*** Source document Section Begins ***

The Daily Beast and any number of outlets are reporting that Delta Tau Delta at Miami University has been suspended for 15 years due to hazing. I’ve mentioned before, by way of explaining that Paul Ryan never really had a chance to get my vote, that my fraternity did not hold the Delts in high esteem back when I was in college. So, I’m experiencing a fair bit of schadenfreude at the news. The fraternity had apparently had disciplinary problems in the early 2000s and were put on probation in 2016. Then along comes this incident where, among other things:
“Call 911. I feel like I’m going to die,” said John*, laying in his dorm room at Miami University in Ohio.
In the early morning hours of March 17, 2019, John had just escaped an alcohol-drenched violent hazing at the school’s Delta Tau Delta chapter, which featured a spiked paddle, according to a report released by the university last spring.
This month, the university informed the fraternity that it would be suspended for 15 years—until March 2034—because of that night, which resulted in John’s hospitalization with a blood-alcohol level of .231, according to the report. (For reference, the law considers an individual legally impaired at 0.08.)
. . .
That night, John said he was thrown on the ground, had liquid poured on him, was slapped in the face and then forced to do pushups while being kicked on both sides by multiple people.
In the police report, John noted that at some point after he began crying over the pain from being slapped with the spiked paddle, he said, “I am not going to be a part of this. I’m leaving,” but that the whole room went silent and it scared him.
“I was then told by an unfamiliar voice, ‘You will be okay. The first one hurts the most but now you are numb,’” John told the officer.
Why does this kind of thing continue to happen? My own fraternity had abandoned hazing when I was there in the early 90s. The worst I got was being told to Xerox the bottoms of my feet and have ten girls sign the copy. I had to find an out of the way copier, figure out how to get the bottoms of my feet copied, and then embarrass myself walking up to strangers at the library. But it was also kind of fun and nobody got hurt. The girls mostly laughed and none of them seemed put out by the request. I think there were maybe a couple of other things that I don’t remember, but they would have been mild and didn’t involve drinking or pain. Even so, they seemed to serve their purpose as a rite of passage.

*** Source document Section Ends ***
*** Dataset extract Section Begins ***

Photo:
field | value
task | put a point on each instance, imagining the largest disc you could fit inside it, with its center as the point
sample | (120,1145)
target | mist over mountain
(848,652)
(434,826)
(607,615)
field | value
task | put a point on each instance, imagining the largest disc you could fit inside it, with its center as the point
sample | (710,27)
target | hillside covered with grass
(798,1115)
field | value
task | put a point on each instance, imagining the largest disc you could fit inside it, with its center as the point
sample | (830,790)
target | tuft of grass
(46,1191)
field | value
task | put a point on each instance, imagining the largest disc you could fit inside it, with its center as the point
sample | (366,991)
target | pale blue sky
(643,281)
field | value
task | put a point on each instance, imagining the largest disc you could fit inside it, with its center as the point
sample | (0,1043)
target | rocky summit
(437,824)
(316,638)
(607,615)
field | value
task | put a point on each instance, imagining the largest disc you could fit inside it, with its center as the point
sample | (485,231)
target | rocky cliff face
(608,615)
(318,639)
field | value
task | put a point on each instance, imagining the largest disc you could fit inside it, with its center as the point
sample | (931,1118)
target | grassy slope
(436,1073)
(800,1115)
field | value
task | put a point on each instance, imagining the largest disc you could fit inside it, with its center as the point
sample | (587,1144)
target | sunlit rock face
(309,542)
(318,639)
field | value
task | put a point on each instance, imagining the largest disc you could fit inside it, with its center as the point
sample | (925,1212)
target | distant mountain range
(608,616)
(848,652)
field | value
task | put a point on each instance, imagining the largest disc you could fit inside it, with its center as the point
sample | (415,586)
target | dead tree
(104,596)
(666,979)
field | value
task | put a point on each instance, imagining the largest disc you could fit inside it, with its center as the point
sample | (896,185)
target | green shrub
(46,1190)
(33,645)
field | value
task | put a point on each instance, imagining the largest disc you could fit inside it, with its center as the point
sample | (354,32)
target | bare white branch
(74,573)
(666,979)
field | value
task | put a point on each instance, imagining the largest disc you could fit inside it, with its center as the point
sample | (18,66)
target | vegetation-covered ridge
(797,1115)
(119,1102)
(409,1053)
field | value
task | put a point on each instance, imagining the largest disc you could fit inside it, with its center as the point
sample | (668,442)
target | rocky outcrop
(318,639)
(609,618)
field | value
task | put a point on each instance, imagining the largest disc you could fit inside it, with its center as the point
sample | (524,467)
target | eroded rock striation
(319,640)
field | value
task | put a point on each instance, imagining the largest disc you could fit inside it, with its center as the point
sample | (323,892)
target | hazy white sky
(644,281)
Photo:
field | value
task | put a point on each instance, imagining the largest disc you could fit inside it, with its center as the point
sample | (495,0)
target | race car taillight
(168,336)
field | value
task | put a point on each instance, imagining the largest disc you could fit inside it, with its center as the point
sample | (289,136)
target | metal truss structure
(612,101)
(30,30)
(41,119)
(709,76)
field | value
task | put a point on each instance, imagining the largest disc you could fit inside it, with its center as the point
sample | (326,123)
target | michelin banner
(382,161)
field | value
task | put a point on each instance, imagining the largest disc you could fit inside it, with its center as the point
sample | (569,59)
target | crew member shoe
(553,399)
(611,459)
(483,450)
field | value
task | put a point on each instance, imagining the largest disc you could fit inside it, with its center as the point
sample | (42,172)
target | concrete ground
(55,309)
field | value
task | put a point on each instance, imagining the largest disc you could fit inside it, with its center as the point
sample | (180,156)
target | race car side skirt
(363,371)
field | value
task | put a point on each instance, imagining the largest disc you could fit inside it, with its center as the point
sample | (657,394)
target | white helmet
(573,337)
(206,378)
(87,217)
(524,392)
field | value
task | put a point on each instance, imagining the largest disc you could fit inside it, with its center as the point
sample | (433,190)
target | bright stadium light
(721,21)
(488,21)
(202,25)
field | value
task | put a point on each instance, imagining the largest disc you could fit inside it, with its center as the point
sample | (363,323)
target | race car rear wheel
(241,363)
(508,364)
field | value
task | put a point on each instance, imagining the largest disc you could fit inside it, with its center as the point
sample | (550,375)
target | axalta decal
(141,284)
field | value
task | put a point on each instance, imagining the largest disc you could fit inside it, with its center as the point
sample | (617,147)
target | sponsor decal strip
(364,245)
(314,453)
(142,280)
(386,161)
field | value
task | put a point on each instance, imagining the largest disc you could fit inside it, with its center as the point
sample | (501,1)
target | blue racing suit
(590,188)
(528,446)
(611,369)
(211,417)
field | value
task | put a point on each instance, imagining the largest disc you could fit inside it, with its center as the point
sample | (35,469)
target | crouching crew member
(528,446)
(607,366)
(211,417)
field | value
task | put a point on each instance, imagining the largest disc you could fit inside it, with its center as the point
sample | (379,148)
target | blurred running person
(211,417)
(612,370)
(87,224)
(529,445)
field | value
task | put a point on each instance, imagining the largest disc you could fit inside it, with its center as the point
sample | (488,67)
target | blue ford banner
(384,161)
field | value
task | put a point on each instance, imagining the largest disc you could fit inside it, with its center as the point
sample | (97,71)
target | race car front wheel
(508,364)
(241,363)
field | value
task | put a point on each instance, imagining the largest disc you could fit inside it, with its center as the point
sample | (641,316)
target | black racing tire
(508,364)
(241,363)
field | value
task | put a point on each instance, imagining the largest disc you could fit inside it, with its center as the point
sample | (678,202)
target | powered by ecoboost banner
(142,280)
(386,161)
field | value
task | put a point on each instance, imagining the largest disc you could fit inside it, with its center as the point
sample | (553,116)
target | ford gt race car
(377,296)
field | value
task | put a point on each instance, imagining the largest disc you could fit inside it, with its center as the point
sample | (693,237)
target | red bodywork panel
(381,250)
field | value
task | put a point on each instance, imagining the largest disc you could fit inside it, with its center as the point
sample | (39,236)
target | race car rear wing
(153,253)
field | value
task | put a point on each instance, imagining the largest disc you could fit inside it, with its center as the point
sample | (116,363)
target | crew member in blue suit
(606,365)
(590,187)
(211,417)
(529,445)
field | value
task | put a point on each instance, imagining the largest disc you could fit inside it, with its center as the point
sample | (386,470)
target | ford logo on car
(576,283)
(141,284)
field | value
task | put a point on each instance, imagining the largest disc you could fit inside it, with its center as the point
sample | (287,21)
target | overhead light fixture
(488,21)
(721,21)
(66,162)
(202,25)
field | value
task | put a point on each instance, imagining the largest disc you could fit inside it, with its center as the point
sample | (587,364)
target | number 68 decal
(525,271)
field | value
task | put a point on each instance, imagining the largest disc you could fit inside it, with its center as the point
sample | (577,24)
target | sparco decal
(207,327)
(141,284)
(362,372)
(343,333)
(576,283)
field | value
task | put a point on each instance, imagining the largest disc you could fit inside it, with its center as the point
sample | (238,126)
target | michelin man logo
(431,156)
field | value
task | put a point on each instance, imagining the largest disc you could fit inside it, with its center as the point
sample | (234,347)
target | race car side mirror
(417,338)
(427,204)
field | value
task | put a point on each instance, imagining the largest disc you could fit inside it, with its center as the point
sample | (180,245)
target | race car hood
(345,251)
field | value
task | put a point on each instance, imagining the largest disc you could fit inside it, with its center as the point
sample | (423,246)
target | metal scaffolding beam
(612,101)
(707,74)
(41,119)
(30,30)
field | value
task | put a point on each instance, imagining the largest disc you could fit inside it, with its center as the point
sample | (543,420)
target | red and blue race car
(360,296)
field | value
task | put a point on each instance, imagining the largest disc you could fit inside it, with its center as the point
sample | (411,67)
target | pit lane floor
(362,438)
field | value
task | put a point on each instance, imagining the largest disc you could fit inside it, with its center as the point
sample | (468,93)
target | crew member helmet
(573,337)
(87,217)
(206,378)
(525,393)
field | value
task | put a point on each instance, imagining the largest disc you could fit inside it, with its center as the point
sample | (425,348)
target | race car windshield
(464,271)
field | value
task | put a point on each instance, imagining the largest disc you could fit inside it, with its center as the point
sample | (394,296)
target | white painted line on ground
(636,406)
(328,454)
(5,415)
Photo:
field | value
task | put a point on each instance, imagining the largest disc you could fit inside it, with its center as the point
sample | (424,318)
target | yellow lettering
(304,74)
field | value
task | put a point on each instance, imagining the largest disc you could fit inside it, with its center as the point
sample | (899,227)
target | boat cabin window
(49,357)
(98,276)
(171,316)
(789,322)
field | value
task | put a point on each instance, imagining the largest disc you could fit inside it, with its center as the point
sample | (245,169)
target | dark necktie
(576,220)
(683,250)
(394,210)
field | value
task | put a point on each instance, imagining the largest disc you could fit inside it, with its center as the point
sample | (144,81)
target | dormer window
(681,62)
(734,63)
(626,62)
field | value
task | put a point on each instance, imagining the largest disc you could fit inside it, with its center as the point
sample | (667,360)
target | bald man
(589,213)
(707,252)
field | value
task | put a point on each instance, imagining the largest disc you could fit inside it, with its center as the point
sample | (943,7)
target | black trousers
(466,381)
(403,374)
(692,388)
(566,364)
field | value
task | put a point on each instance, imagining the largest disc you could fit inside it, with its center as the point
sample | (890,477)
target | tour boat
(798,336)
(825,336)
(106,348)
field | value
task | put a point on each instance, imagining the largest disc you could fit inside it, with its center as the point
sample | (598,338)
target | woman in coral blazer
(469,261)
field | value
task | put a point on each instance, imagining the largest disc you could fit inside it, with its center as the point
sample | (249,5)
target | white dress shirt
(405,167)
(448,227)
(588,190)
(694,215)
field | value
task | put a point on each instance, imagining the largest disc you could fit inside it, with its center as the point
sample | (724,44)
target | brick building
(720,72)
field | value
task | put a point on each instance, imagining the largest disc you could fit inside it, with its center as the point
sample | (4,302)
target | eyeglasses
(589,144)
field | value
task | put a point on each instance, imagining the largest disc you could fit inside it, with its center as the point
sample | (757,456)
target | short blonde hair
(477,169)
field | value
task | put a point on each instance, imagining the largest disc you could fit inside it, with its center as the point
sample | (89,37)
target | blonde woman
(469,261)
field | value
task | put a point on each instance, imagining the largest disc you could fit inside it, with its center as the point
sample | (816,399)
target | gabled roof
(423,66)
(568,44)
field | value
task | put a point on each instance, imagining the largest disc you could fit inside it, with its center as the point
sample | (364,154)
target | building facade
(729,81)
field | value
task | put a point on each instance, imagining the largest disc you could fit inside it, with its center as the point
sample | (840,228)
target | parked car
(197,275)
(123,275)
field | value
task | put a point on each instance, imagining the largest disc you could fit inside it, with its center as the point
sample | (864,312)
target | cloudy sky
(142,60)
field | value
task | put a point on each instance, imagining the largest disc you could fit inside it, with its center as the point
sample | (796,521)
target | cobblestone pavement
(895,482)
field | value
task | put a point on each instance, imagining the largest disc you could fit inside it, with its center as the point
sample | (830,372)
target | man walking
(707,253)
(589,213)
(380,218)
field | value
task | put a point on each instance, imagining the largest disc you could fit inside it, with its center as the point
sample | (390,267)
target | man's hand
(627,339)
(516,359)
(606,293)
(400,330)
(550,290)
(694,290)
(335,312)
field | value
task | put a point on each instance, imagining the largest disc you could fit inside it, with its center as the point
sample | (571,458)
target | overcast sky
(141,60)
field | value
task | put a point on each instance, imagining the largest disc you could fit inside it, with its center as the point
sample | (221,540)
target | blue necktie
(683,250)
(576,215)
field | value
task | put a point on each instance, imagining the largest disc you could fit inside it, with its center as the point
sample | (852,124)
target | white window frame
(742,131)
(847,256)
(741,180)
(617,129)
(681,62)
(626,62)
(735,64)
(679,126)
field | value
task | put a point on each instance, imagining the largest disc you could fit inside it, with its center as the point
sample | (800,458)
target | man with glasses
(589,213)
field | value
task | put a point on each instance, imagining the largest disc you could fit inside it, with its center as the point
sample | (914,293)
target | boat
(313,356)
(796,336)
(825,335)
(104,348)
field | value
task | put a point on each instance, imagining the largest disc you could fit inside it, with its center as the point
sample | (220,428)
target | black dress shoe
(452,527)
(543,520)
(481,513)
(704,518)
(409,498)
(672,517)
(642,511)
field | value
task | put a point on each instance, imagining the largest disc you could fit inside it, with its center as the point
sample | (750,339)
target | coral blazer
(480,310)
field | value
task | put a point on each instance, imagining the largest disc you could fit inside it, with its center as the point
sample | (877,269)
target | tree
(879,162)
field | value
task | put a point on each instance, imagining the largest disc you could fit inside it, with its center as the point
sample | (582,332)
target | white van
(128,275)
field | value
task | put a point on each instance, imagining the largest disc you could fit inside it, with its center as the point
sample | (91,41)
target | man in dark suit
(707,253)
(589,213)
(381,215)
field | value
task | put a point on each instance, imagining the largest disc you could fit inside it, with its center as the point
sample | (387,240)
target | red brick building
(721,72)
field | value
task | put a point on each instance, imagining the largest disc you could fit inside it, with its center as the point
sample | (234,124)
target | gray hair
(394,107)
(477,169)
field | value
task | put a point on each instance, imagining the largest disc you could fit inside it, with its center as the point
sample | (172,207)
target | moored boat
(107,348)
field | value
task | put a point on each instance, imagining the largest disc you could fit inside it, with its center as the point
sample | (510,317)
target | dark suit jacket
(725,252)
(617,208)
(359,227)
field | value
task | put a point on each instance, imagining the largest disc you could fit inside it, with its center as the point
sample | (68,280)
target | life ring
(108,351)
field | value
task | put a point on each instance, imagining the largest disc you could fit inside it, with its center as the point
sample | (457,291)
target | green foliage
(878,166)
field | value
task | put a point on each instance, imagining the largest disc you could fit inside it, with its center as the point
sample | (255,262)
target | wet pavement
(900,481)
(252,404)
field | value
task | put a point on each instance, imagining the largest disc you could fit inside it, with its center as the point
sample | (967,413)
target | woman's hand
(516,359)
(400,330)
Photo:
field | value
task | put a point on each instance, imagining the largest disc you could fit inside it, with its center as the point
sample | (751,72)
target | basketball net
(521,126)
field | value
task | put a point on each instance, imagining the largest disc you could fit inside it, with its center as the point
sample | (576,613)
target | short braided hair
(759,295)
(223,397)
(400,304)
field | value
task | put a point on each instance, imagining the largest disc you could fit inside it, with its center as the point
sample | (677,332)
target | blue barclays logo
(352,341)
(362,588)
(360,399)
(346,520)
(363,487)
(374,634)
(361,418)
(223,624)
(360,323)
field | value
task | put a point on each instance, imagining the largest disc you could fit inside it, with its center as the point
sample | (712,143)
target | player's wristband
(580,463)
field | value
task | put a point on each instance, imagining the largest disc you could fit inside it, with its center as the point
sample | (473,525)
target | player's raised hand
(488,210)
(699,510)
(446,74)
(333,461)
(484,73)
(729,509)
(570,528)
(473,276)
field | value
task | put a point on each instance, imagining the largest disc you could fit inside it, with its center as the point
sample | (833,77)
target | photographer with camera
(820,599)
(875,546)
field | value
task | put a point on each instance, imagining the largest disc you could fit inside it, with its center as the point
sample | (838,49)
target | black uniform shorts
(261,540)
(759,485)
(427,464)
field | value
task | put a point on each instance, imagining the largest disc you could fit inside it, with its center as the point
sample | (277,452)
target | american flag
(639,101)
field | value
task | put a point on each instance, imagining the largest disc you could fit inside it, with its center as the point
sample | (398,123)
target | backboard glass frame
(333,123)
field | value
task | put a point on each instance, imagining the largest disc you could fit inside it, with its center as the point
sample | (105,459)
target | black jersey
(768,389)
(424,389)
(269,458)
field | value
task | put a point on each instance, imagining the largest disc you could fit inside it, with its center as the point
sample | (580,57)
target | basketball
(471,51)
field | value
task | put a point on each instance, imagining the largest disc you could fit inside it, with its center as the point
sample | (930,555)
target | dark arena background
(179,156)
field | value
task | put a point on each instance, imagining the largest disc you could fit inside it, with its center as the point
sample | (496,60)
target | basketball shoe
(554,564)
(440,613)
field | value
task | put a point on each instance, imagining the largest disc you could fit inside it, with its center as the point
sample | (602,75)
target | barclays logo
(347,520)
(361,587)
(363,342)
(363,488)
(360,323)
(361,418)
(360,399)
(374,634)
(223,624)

*** Dataset extract Section Ends ***

▶ [Task list]:
- A) Answer these from the hazing post:
(i) Until what month and year is the fraternity suspended?
(ii) What was John's blood-alcohol level?
(iii) Whose signatures was the writer told to get on the copy of his feet?
- B) In the hazing post, list everything the sentence beginning "That night, John said" reports was done to John.
- C) Pick up the hazing post after its last sentence and keep writing.

▶ [Answers by item number]:
- A)
(i) March 2034
(ii) .231
(iii) Ten girls'

- B)
- He was thrown on the ground.
- He had liquid poured on him.
- He was slapped in the face.
- He was forced to do pushups while being kicked on both sides by multiple people.

- C)
But, almost 30 years later, we have the Delts using a spiked paddle, getting their pledges dangerously drunk, and beating them. One of the texts in the Daily Beast report has one of the fraternity brothers saying that it “turns boys into men.” That’s toxic nonsense. There’s nothing manly about letting people abuse you, particularly for no useful purpose.
My Dad told me a story about his fraternity in the early 60s. He and some of the other brothers were talking about getting rid of hazing. There was a fair amount of resistance to this idea based primarily on the notion that they had to go through it. New pledges should have to suffer the same way. Beyond the “I had to do it, you should to,” I think there are also parallels to corporal punishment. People resist evidence that spanking and other corporal punishment doesn’t lead to better behaved kids and more responsible adults because their own parents spanked them. The idea that the beatings they suffered at the hands of their parents was useless and avoidable is emotionally painful. So, they want to imbue their suffering with meaning. If hazing doesn’t “turn boys into men” or tighten the bonds of brotherhood or whatever, then it’s just your older friends being needlessly cruel to you. And that’s emotionally painful.
Maybe in 2034, the Delts can kick the habit.